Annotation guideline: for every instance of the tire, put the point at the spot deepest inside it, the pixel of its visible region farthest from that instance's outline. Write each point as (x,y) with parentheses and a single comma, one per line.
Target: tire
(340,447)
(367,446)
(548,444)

═══

▶ _Exercise goal_
Put every line of the material above into a JSON list of strings, one string per line, leaving out any blank lines.

▶ _Right answer_
[
  "Annotation guideline: for every instance of the tire, put the point at the spot deepest inside it, the pixel of its visible region farthest from that instance's outline. Write each point as (x,y) with parentheses and a single comma, one per line.",
  "Target: tire",
  "(340,447)",
  "(367,446)",
  "(548,444)"
]